■ Supplied text
• • • • •

By comparison, computers and peripherals are “Important” in 8 of the 15 industrial sectors and “Core” in only 4. Additionally, all industries’ technologies rely on chemical technology, as is demonstrated by data that indicate that each industry builds on chemical technology as prior art. The evidence is in industry-to-industry patent citation counts; patents granted to companies in all industries build on patents granted to companies in the chemical industry.

Our national defense and security will continue to depend on providing the most advanced diagnostic systems and weapons to our military and police forces. Advanced materials for soldiers’ gear, diagnostic devices, portable production or storage of energy, long-range and effective telecommunication devices, and biomaterials and biomedical devices for the wounded, are some of the products to be affected by the results of chemical engineering research to come. Biomaterials are used to make artificial organs, joints, and heart valves, pacemakers, and lens implants, and the range of their applications will continue to grow—impacting treatment processes and delivery of health care in profound ways. Tailored pharmaceuticals and personal care products with minimal side effects, custom design of artificial biological implants that last a lifetime, and processes that make the manufacturing of all of these safe and cost-effective are some of the benefits we can expect. The sustainable supply of chemicals, materials, and energy with minimal impact to the health of the environment and at costs that can be afforded by society is a grand challenge that requires marshalling all of the creative genius of researchers in chemical sciences and engineering.

It is now possible to design new chemicals and materials atom by atom. It is now possible to deliberately and safely engage biological processes to supplement the chain of chemical processes in making the needed materials, chemicals, and devices. The possibilities are seemingly unbounded, but if the United States is to exploit these possibilities, strong national research capabilities by single investigators and multidisciplinary teams are required. Maintaining excellence across the dynamic range of chemical engineering research is essential.


An engineering research enterprise has multiple objectives. Assessing it is a complex and multifaceted task. Benchmarking it against similar enterprises in other parts of the world is hindered by problems with information sources, which are not necessarily compiled in a comparable manner in other countries and are not readily available in the United States. Valid and useful comparisons are also complicated by the different disciplinary boundaries found in different countries.

• • • • •

■ Action item
Decide whether each statement agrees with the passage on chemical engineering research, answering yes or no and quoting the deciding words: 1. Computers and peripherals are "Core" in 8 of the 15 industrial sectors. 2. New chemicals and materials can now be designed atom by atom. 3. Information sources for benchmarking are readily available in the United States.

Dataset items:
• • • • •

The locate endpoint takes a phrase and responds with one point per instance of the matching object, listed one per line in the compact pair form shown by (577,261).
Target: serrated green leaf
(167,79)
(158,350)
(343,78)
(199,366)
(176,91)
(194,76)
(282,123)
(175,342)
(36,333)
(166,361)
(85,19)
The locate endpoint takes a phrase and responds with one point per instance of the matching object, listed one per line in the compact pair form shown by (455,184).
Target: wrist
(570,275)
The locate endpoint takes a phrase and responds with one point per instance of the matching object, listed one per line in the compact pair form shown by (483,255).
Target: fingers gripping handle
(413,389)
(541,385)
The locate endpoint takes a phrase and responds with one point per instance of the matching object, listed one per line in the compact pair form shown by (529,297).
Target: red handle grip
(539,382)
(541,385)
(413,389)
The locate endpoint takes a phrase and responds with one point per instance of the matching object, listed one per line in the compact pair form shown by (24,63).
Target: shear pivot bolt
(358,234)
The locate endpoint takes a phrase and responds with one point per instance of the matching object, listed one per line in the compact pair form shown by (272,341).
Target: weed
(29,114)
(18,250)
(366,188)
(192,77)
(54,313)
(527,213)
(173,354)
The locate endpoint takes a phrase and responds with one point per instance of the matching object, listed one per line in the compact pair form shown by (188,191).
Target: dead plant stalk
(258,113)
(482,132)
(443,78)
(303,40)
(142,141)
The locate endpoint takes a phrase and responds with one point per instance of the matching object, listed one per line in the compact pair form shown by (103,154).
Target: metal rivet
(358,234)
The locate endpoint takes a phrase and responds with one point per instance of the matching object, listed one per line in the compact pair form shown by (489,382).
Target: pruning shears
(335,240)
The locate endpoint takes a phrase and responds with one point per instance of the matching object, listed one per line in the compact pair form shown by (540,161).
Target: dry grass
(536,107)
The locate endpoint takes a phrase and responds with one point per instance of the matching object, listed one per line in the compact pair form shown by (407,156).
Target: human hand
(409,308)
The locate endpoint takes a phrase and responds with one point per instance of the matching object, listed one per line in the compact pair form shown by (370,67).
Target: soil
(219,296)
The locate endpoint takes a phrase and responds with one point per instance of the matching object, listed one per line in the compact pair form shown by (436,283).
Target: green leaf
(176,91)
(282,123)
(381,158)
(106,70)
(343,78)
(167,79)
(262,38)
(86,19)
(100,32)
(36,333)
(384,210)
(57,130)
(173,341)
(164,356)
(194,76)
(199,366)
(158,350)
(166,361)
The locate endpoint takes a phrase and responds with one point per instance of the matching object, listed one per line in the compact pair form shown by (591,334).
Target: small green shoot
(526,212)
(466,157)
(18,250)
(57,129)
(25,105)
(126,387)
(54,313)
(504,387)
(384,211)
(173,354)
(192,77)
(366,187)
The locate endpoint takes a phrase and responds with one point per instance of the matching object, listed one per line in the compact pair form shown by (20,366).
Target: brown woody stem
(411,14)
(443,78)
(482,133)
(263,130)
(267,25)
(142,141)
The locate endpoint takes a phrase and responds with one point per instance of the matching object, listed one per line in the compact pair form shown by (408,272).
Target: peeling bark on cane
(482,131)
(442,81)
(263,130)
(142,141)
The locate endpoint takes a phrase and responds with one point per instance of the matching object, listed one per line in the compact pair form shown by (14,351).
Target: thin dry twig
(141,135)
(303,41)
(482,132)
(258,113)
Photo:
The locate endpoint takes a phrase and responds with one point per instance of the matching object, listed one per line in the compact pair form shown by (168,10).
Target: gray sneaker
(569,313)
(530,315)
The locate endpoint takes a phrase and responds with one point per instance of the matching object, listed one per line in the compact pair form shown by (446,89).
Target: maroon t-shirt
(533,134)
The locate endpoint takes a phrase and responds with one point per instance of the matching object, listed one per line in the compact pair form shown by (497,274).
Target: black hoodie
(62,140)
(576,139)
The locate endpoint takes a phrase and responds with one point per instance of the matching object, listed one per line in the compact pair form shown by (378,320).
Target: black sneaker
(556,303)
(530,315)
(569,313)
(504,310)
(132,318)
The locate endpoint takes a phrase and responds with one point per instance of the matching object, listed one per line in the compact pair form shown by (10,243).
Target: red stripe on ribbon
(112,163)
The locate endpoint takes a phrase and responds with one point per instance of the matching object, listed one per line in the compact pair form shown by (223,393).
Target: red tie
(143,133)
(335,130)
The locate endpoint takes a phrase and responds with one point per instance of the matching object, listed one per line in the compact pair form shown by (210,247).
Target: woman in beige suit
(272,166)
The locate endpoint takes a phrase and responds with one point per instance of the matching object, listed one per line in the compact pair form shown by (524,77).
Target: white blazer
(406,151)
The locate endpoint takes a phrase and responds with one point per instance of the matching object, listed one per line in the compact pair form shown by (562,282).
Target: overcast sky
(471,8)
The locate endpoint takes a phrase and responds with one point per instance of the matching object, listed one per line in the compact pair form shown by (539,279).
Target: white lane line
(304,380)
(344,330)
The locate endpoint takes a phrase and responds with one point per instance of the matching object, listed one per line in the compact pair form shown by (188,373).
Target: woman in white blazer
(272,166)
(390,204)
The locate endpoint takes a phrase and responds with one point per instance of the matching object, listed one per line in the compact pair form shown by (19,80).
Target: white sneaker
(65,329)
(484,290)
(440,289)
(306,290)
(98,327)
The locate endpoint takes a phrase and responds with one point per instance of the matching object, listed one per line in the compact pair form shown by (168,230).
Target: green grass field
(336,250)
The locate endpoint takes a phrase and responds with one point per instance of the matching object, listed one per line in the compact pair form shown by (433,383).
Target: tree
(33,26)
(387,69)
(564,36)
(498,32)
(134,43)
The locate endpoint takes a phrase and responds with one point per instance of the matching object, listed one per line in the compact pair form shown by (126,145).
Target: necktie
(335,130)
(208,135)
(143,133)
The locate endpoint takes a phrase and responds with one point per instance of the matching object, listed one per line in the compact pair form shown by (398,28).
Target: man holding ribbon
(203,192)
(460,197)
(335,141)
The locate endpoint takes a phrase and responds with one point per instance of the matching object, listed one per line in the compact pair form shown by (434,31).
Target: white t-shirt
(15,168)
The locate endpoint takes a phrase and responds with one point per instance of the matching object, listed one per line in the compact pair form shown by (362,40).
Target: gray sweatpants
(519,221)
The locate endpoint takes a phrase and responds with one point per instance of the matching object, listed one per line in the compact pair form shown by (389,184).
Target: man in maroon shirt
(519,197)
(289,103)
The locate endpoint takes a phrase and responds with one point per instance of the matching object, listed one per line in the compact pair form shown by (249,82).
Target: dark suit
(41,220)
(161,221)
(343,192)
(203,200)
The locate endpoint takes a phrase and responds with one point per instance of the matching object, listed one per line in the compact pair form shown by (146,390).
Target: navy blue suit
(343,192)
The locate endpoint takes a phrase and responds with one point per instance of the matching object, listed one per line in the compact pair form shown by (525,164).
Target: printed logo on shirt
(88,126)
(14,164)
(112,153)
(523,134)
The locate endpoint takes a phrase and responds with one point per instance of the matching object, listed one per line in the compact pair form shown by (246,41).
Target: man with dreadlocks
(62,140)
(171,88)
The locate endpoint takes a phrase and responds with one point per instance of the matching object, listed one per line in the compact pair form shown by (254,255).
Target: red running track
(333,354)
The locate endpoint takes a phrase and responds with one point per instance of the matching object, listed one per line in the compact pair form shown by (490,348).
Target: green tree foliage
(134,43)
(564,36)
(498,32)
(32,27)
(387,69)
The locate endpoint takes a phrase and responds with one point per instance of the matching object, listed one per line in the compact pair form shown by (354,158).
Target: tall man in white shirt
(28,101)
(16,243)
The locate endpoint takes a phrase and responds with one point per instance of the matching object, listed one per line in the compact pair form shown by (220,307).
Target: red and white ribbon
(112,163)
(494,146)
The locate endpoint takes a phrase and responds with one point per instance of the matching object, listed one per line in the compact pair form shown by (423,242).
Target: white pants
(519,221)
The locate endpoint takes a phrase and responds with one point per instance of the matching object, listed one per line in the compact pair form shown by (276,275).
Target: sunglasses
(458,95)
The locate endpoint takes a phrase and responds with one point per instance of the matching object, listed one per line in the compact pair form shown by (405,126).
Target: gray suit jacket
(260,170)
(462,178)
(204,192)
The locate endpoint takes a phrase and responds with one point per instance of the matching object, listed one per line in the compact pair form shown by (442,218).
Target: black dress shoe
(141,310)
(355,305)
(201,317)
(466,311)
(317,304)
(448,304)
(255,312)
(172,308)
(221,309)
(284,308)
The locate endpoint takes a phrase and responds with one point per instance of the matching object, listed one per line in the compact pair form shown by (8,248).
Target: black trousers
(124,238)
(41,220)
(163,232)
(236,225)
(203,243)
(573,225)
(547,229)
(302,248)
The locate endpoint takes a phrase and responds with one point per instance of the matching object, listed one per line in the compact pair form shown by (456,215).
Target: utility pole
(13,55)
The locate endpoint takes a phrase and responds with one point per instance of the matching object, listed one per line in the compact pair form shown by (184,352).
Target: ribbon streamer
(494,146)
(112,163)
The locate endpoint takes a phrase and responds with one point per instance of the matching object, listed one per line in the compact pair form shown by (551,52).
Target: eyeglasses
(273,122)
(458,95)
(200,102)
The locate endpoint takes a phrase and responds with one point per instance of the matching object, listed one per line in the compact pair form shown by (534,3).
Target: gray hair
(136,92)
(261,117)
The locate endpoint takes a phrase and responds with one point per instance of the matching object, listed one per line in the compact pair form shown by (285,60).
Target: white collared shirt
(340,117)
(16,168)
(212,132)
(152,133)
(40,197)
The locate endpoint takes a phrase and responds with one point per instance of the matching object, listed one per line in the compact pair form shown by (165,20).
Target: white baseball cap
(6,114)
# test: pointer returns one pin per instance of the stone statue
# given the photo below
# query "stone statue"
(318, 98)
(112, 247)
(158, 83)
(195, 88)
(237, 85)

• • • • •

■ Response for this exercise
1. No: "“Important” in 8 of the 15 industrial sectors and “Core” in only 4."
2. Yes: "It is now possible to design new chemicals and materials atom by atom."
3. No: "are not readily available in the United States."